◆ **任务列表**
[1] 从文档正文中原样抄录一段文字，起点是含有“val scheduledLocations = Array.fill(receivers.length)(new”的语句，终点是“scheduled executor list.”。
[2] 找出文档正文的代码中所有用 val 声明的变量名，并逐一列出。

◆ **文档正文**

⁂

尽量平均分配接收器。尽管如果,如果接收器的preferredLocations方法的返回值不均衡,我们也许不能均衡的调度,因为我们必须尊重他们。
以下是分配执行器的途径:
1. 分配所有的有偏向地址的接收器。
2. 分配其它的接收器在所有的执行器上,整体的执行器的分布要均衡。
这个方法当我们开始启动接收器时被调用。
/**
* Try our best to schedule receivers with evenly distributed. However, if the
* `preferredLocation`s of receivers are not even, we may not be able to schedule them evenly
* because we have to respect them.
*
* Here is the approach to schedule executors:
* <ol>
* <li>First, schedule all the receivers with preferred locations (hosts), evenly among the
* executors running on those host.</li>
* <li>Then, schedule all other receivers evenly among all the executors such that overall
* distribution over all the receivers is even.</li>
* </ol>
*
* This method is called when we start to launch receivers at the first time.
*
* @return a map for receivers and their scheduled locations
*/
def scheduleReceivers(
receivers: Seq[Receiver[_]],
executors: Seq[ExecutorCacheTaskLocation]): Map[Int, Seq[TaskLocation]] = {
if (receivers.isEmpty) {
return Map.empty
}
if (executors.isEmpty) {
return receivers.map(_.streamId -> Seq.empty).toMap
}
val hostToExecutors = executors.groupBy(_.host)
val scheduledLocations = Array.fill(receivers.length)(new mutable.ArrayBuffer[TaskLocation])
val numReceiversOnExecutor = mutable.HashMap[ExecutorCacheTaskLocation, Int]()
// Set the initial value to 0
executors.foreach(e => numReceiversOnExecutor(e) = 0)
// Firstly, we need to respect "preferredLocation". So if a receiver has "preferredLocation",
// we need to make sure the "preferredLocation" is in the candidate scheduled executor list.
for (i <- 0 until receivers.length) {
// Note: preferredLocation is host but executors are host_executorId
receivers(i).preferredLocation.foreach { host =>
hostToExecutors.get(host) match {
case Some(executorsOnHost) =>
// preferredLocation is a known host. Select an executor that has the least receivers in
// this host
val leastScheduledExecutor =
executorsOnHost.minBy(executor => numReceiversOnExecutor(executor))

⁂

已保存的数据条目
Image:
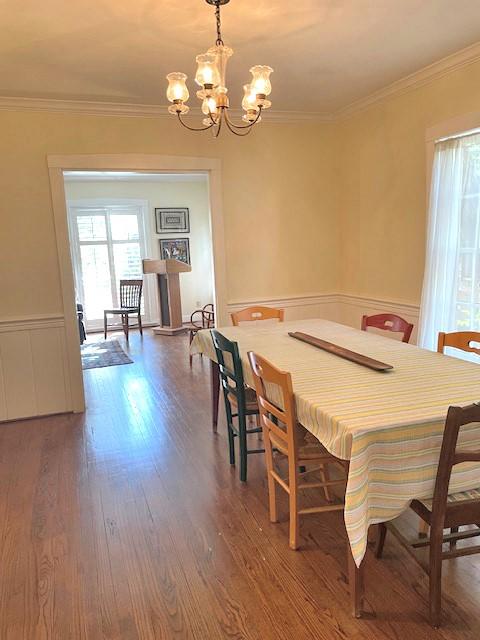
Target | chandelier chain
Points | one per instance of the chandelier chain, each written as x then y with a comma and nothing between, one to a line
219,23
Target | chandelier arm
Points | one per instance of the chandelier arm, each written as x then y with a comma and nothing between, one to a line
193,128
219,128
244,126
237,133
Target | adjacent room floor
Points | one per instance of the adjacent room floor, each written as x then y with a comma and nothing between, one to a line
128,523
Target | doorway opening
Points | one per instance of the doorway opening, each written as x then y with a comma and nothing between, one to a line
116,219
120,163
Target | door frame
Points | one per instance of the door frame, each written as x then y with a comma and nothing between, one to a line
152,163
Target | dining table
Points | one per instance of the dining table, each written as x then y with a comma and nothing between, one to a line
388,424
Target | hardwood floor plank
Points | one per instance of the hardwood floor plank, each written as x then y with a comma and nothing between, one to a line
128,523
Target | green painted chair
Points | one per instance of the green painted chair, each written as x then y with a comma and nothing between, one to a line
240,401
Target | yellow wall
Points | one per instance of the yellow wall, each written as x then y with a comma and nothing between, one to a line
280,224
381,169
308,208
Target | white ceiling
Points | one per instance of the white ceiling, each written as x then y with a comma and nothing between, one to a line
325,53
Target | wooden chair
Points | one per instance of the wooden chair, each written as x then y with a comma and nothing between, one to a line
282,432
240,402
388,322
459,340
130,303
256,313
444,510
203,318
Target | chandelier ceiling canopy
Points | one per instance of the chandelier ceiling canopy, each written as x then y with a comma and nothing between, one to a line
211,78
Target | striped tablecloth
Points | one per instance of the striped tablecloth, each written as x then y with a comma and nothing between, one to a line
389,425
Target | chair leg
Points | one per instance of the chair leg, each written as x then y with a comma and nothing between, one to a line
242,440
436,540
190,340
453,543
423,529
324,477
231,444
272,488
293,503
381,535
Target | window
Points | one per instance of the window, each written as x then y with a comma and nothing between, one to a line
107,246
451,291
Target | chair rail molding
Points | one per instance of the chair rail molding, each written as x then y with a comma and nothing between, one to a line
339,307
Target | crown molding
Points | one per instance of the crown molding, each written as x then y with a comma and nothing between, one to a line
125,109
428,74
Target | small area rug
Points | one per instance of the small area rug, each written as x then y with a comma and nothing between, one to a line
107,353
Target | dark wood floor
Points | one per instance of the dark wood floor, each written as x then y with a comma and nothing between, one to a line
128,522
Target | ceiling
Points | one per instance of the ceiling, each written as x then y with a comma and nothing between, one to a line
326,54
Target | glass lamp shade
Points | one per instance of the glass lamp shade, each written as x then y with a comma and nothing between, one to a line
261,79
177,89
207,71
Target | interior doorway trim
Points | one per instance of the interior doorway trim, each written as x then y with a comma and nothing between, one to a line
57,164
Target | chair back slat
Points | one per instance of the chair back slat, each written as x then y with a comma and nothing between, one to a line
130,293
251,314
268,377
230,368
457,417
203,318
388,322
459,340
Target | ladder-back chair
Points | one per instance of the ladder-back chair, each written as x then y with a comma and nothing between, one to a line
251,314
444,510
203,318
459,340
282,432
130,304
388,322
240,402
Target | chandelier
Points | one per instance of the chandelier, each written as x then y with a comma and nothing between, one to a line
210,77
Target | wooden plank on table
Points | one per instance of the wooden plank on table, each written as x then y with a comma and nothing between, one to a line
337,350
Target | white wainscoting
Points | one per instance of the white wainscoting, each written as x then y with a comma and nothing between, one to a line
34,376
338,307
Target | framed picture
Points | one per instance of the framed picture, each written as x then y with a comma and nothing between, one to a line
175,248
172,220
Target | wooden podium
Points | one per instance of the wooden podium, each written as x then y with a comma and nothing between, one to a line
168,293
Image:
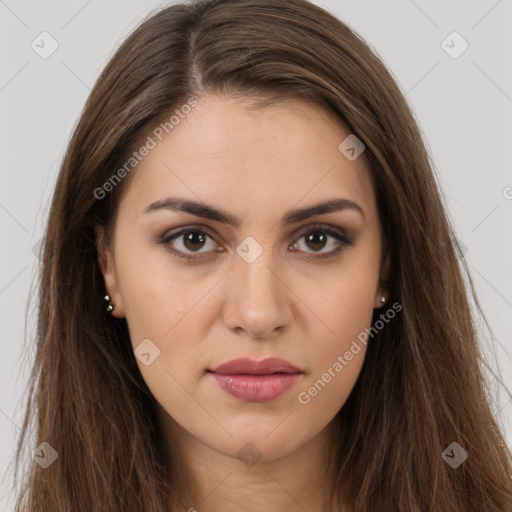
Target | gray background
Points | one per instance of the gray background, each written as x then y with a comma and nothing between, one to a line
463,106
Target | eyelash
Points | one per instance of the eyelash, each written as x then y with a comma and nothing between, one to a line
338,235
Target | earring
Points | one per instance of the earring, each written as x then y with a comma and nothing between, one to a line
110,305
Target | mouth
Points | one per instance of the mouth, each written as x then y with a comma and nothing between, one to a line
256,381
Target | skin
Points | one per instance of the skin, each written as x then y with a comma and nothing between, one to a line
287,303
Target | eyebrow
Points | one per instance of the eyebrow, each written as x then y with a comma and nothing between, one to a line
200,209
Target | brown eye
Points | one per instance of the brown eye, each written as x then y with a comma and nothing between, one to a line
318,238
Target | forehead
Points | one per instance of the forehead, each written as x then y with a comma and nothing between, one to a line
224,152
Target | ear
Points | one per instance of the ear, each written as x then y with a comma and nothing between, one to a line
108,269
383,291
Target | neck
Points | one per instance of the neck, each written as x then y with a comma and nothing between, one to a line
213,481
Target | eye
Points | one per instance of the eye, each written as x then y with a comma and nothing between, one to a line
195,241
189,239
317,238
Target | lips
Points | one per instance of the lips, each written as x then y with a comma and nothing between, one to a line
252,367
256,381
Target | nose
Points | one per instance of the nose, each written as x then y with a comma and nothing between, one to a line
257,298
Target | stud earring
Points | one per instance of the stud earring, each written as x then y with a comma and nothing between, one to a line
110,305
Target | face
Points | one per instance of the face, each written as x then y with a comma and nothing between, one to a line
264,278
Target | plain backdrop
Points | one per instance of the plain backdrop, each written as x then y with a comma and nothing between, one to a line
462,98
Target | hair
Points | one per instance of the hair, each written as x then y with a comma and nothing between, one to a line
422,385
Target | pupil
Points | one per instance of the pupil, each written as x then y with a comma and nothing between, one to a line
191,239
315,239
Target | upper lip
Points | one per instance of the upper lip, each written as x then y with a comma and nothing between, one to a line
251,366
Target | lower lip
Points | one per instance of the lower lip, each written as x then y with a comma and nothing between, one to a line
256,388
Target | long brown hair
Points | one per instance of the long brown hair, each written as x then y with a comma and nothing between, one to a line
422,385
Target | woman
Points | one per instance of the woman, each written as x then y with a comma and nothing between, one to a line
285,323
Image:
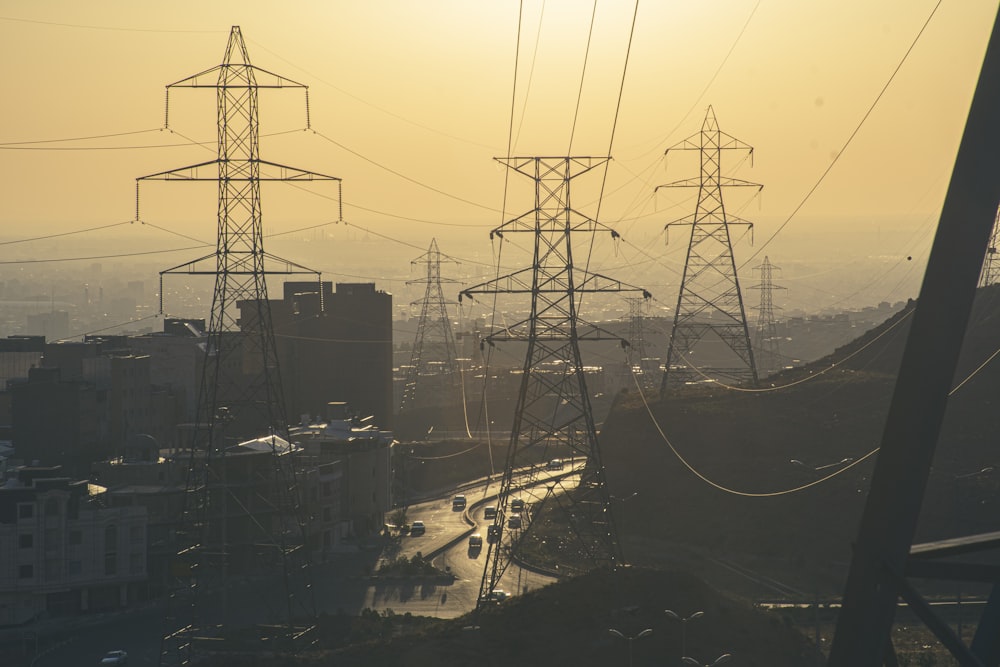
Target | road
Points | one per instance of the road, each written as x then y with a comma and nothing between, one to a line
341,585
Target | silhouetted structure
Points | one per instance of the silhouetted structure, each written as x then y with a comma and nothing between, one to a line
240,394
766,341
432,377
709,300
553,417
991,265
884,556
334,346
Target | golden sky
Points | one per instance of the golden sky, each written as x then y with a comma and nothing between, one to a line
410,101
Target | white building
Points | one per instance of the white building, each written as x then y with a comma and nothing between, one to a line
61,551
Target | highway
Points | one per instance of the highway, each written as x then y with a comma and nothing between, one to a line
342,585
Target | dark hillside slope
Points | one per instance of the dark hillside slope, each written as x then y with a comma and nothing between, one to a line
746,441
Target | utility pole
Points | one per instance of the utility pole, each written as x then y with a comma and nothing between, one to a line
709,300
636,355
433,374
235,520
766,341
553,416
991,265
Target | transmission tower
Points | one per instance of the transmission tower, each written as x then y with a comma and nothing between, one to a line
553,416
991,265
432,377
766,340
709,300
636,357
235,522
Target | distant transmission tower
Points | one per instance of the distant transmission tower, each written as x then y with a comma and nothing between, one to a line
432,377
709,300
766,340
553,416
991,265
636,356
236,517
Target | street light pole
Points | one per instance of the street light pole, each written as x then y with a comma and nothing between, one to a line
622,522
725,657
630,639
683,621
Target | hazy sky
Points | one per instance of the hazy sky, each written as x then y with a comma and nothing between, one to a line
410,101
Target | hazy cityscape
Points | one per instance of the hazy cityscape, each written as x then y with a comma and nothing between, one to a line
504,334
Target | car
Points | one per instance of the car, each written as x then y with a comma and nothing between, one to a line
115,658
496,595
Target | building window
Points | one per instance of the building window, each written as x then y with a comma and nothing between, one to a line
51,507
135,563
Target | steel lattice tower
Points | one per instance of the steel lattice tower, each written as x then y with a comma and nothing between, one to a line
553,416
766,340
709,298
991,265
432,377
240,393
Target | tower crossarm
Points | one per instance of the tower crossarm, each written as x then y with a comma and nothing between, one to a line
724,181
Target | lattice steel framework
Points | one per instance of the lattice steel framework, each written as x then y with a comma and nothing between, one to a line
991,265
553,416
709,300
766,341
230,524
432,377
636,353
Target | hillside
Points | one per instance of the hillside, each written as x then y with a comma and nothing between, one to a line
828,411
568,623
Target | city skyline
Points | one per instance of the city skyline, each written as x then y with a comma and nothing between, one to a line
401,95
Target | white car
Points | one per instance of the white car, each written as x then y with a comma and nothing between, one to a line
115,658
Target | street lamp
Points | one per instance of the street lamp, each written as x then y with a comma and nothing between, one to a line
630,639
683,621
621,533
725,657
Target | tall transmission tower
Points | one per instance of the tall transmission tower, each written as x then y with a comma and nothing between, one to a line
233,522
553,416
432,377
991,265
766,340
710,300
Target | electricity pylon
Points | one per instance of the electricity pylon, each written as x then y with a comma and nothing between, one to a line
709,300
553,416
432,377
766,341
991,265
232,524
636,356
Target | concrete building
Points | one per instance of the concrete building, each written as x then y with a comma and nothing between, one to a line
364,455
62,551
333,345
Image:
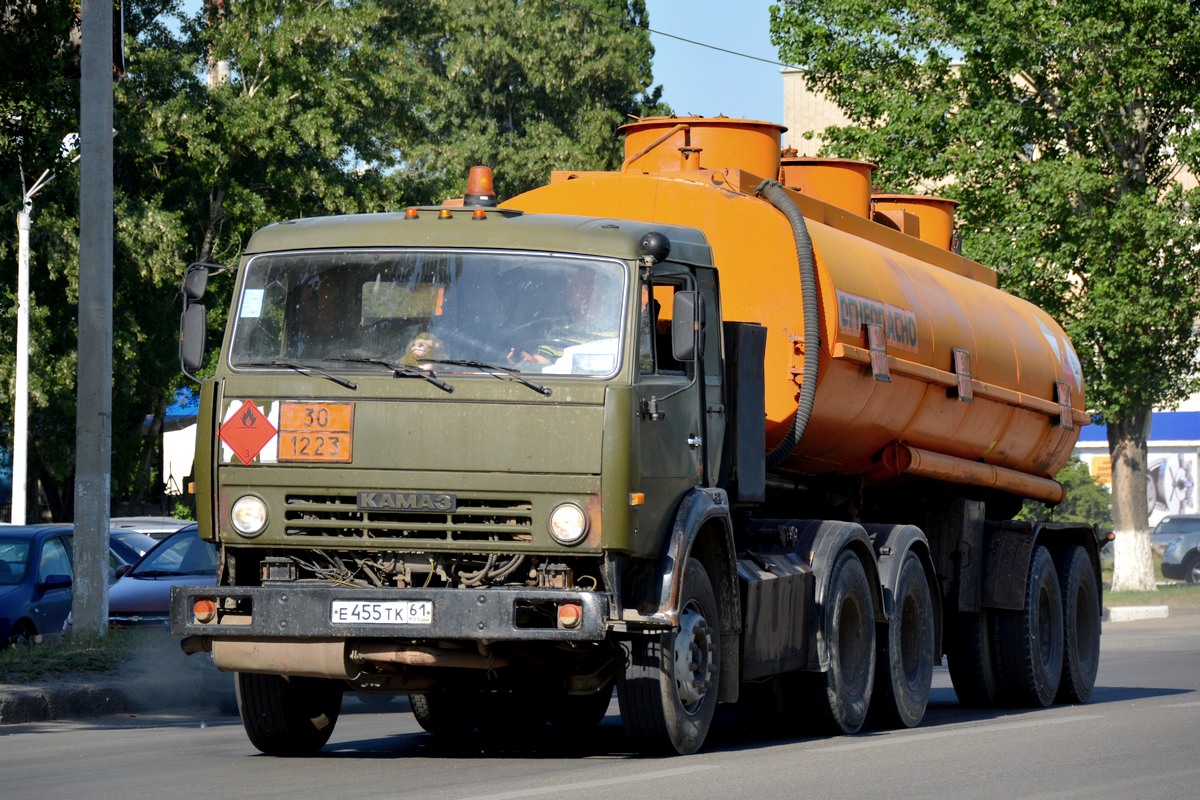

⁂

◆ **预期结果**
[1]
val scheduledLocations = Array.fill(receivers.length)(new mutable.ArrayBuffer[TaskLocation])
val numReceiversOnExecutor = mutable.HashMap[ExecutorCacheTaskLocation, Int]()
// Set the initial value to 0
executors.foreach(e => numReceiversOnExecutor(e) = 0)
// Firstly, we need to respect "preferredLocation". So if a receiver has "preferredLocation",
// we need to make sure the "preferredLocation" is in the candidate scheduled executor list.

[2]
hostToExecutors
scheduledLocations
numReceiversOnExecutor
leastScheduledExecutor